PROBLEM TO WORK ON: Output every record below exactly as it appears.

DATASET ROWS:
[Begin]
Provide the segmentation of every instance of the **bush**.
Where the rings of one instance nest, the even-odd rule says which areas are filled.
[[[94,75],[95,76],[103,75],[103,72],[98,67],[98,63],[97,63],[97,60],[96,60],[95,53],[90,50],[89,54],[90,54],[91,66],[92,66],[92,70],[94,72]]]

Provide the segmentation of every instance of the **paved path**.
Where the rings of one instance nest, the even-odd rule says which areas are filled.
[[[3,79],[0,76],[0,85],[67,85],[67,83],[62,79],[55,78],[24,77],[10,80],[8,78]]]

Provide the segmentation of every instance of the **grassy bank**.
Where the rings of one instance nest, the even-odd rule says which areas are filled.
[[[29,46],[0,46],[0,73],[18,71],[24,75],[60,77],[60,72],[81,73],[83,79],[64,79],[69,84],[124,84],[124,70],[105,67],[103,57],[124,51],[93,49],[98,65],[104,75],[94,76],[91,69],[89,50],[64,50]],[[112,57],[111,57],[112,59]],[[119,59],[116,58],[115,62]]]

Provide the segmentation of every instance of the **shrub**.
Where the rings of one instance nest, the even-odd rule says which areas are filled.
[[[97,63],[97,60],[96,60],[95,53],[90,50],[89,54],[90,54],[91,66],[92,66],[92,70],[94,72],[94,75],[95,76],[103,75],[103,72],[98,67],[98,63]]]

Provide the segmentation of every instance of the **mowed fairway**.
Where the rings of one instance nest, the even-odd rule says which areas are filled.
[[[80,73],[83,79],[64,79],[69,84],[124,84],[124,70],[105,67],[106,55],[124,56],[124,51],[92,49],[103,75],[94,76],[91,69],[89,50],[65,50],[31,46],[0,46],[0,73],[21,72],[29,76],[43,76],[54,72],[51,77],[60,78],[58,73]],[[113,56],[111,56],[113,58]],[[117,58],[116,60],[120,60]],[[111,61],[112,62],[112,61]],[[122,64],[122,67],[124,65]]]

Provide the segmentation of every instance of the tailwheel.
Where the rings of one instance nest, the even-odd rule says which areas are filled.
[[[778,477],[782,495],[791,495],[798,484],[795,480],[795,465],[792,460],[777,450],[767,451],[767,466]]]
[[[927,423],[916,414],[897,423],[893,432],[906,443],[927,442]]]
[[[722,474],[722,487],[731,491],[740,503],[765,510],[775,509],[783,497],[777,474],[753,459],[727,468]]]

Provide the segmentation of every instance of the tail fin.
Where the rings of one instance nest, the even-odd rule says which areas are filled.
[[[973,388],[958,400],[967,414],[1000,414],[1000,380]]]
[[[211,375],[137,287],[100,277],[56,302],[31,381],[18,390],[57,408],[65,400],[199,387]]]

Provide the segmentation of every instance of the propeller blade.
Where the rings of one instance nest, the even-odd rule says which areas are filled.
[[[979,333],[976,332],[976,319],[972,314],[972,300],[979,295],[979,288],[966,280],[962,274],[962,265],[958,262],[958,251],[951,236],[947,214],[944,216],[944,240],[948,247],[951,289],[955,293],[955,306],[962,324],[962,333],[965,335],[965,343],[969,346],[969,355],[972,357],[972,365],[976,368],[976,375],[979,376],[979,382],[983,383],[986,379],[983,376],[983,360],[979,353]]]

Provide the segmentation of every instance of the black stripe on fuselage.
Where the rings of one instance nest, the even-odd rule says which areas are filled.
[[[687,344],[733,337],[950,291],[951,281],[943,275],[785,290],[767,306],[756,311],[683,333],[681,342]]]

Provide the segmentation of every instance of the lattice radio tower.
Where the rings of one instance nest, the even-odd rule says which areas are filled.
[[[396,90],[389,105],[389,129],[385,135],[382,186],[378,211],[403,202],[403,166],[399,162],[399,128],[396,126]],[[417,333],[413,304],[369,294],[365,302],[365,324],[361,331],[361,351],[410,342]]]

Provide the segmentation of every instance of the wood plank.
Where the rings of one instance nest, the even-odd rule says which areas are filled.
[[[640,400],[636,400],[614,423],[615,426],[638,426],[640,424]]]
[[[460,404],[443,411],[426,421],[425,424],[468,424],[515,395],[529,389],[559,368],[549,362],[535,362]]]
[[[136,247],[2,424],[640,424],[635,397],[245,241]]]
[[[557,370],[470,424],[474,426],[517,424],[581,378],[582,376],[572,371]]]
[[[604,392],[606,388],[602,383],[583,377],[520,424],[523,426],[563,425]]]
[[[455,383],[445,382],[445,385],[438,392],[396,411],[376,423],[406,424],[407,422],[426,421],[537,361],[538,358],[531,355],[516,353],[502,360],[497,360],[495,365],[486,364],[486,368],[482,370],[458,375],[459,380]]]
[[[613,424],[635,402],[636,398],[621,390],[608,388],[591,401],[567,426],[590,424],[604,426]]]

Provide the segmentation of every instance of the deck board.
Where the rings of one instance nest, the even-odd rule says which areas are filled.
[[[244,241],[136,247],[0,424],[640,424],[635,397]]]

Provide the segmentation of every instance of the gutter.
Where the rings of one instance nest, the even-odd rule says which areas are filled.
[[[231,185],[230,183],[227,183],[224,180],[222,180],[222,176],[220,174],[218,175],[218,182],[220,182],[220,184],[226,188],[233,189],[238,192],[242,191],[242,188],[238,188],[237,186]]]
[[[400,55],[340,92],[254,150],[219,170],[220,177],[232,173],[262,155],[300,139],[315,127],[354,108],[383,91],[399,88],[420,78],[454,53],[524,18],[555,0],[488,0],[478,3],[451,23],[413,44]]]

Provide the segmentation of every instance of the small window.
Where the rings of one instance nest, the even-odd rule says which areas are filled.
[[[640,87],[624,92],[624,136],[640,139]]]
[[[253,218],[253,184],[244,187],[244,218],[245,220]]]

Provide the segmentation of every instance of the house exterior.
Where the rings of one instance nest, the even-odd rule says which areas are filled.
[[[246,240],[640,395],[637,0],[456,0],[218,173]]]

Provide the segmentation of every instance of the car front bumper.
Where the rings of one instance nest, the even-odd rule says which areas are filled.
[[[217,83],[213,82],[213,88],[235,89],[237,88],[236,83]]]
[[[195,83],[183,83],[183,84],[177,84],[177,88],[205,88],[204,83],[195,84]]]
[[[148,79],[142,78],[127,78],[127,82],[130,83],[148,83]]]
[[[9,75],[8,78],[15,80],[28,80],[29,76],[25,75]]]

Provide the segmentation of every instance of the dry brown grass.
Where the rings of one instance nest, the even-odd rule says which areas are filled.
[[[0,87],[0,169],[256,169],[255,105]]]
[End]
RESPONSE FOR THIS EXERCISE:
Provide the segmentation of every instance of the **bush**.
Where the rings of one instance nest, the even-odd rule says which areas are filled.
[[[94,75],[95,76],[103,75],[103,72],[98,67],[98,63],[97,63],[97,60],[96,60],[95,53],[90,50],[89,54],[90,54],[91,66],[92,66],[92,70],[94,72]]]

Provide the segmentation of every instance of the **paved path**.
Where the rings of one instance nest, the even-odd rule says which areas are filled.
[[[3,79],[0,76],[0,85],[67,85],[67,83],[62,79],[55,78],[24,77],[10,80],[8,78]]]

Provide the segmentation of every instance of the **grassy bank**.
Where the rings of one instance nest, the even-odd rule says which areas are filled.
[[[29,46],[0,46],[0,73],[18,71],[24,75],[60,77],[60,72],[81,73],[83,79],[64,79],[69,84],[124,84],[124,70],[105,67],[103,57],[124,51],[93,49],[98,65],[104,75],[94,76],[91,69],[89,50],[64,50]],[[112,57],[111,57],[112,59]],[[119,59],[116,58],[115,62]]]

Provide the segmentation of every instance of the **shrub**.
Where the rings of one instance nest, the even-odd rule says which areas are filled.
[[[97,63],[97,60],[96,60],[95,53],[90,50],[89,54],[90,54],[91,66],[92,66],[92,70],[94,72],[94,75],[95,76],[103,75],[103,72],[98,67],[98,63]]]

Provide the segmentation of every instance of the **mowed fairway**.
Where the rings of one instance nest, the even-odd rule says which areas are filled.
[[[80,73],[83,79],[64,79],[69,84],[124,84],[124,70],[105,67],[106,55],[124,56],[124,51],[92,49],[103,75],[94,76],[91,69],[89,50],[65,50],[31,46],[0,46],[0,73],[21,72],[29,76],[43,76],[54,72],[51,77],[60,78],[58,73]],[[113,56],[111,56],[113,58]],[[117,58],[116,60],[120,60]],[[111,61],[112,62],[112,61]],[[122,64],[122,67],[124,65]]]

Provide the segmentation of every instance of the tailwheel.
Where the rings of one instance nest, the even-odd rule says which areas are filled.
[[[778,477],[782,495],[791,495],[798,484],[795,480],[795,465],[792,460],[777,450],[767,451],[767,466]]]
[[[927,423],[916,414],[897,423],[893,432],[906,443],[927,442]]]
[[[722,474],[722,487],[731,491],[740,503],[765,510],[775,509],[783,497],[777,474],[753,459],[727,468]]]

Provide the segmentation of every instance of the tail fin.
Where the rings of one instance nest, the even-odd rule says which areas are filled.
[[[973,388],[958,400],[967,414],[1000,414],[1000,380]]]
[[[211,375],[137,287],[100,277],[56,302],[31,381],[18,390],[57,408],[65,400],[199,387]]]

Provide the segmentation of every instance of the propeller blade.
Where the rings of one instance nest, the even-odd rule says which areas are filled.
[[[979,333],[976,332],[976,319],[972,314],[972,300],[979,295],[979,288],[966,280],[962,274],[962,265],[958,262],[958,251],[951,236],[947,214],[944,216],[944,240],[948,247],[951,289],[955,293],[955,306],[962,324],[962,333],[965,335],[965,343],[969,346],[969,355],[972,357],[972,365],[976,368],[976,375],[979,376],[979,382],[983,383],[986,379],[983,376],[983,360],[979,353]]]

Provide the segmentation of every instance of the black stripe on fuselage.
Where the rings of one instance nest, the even-odd rule says which areas are filled.
[[[687,344],[733,337],[950,291],[951,281],[943,275],[785,290],[767,306],[756,311],[683,333],[681,342]]]

Provide the segmentation of every instance of the lattice radio tower.
Where the rings of one instance nest, the even-odd rule says which areas are filled.
[[[396,90],[389,105],[389,129],[385,135],[382,186],[378,211],[403,202],[403,166],[399,162],[399,128],[396,126]],[[417,333],[413,304],[369,294],[365,302],[365,324],[361,331],[361,351],[410,342]]]

Provide the segmentation of every instance of the wood plank.
Where the rings of one instance nest, the even-odd rule says which areas are filled.
[[[640,400],[636,400],[614,423],[615,426],[638,426],[640,424]]]
[[[460,404],[443,411],[426,421],[425,424],[468,424],[515,395],[529,389],[559,368],[549,362],[535,362]]]
[[[136,247],[2,424],[640,424],[635,397],[245,241]]]
[[[557,370],[470,424],[474,426],[517,424],[581,378],[582,376],[572,371]]]
[[[604,392],[606,388],[602,383],[583,377],[520,424],[523,426],[563,425]]]
[[[455,383],[445,382],[445,385],[438,392],[396,411],[376,423],[406,424],[407,422],[426,421],[537,361],[538,358],[531,355],[516,353],[502,360],[497,360],[495,365],[486,364],[486,368],[482,370],[458,375],[459,380]]]
[[[613,424],[635,402],[636,398],[621,390],[608,388],[591,401],[567,426],[590,424],[604,426]]]

Provide the segmentation of every instance of the deck board.
Where the rings of one instance nest, the even-odd rule says which areas are filled.
[[[244,241],[136,247],[0,424],[640,424],[635,397]]]

Provide the segmentation of every instance of the gutter.
Where the rings of one instance nest, the even-odd rule says which areas are filled.
[[[231,185],[230,183],[227,183],[224,180],[222,180],[222,176],[220,174],[218,175],[218,182],[220,182],[220,184],[226,188],[233,189],[238,192],[242,191],[242,188],[238,188],[237,186]]]
[[[400,55],[340,92],[254,150],[219,170],[220,177],[232,173],[262,155],[300,139],[315,127],[354,108],[383,91],[399,88],[420,78],[454,53],[524,18],[555,0],[488,0],[478,3],[451,23],[413,44]]]

Provide the segmentation of every instance of the small window.
Where the rings of one instance nest, the even-odd rule says which areas are filled.
[[[640,87],[624,92],[624,136],[640,139]]]
[[[253,218],[253,184],[244,187],[244,218],[245,220]]]

Provide the segmentation of every instance of the house exterior.
Where the rings of one instance nest, the even-odd rule says which areas are filled.
[[[246,240],[640,395],[637,0],[456,0],[218,173]]]

Provide the segmentation of every instance of the car front bumper.
Where the rings of one instance nest, the even-odd rule says which areas are filled.
[[[217,83],[213,82],[213,88],[235,89],[237,88],[236,83]]]
[[[195,83],[183,83],[183,84],[177,84],[177,88],[205,88],[204,83],[195,84]]]
[[[148,79],[142,78],[127,78],[127,82],[130,83],[148,83]]]
[[[9,75],[8,78],[15,80],[28,80],[29,76],[25,75]]]

Provide the segmentation of every instance of the dry brown grass.
Where the rings of one instance nest, the even-odd rule says which areas are filled.
[[[0,87],[0,169],[256,169],[255,105]]]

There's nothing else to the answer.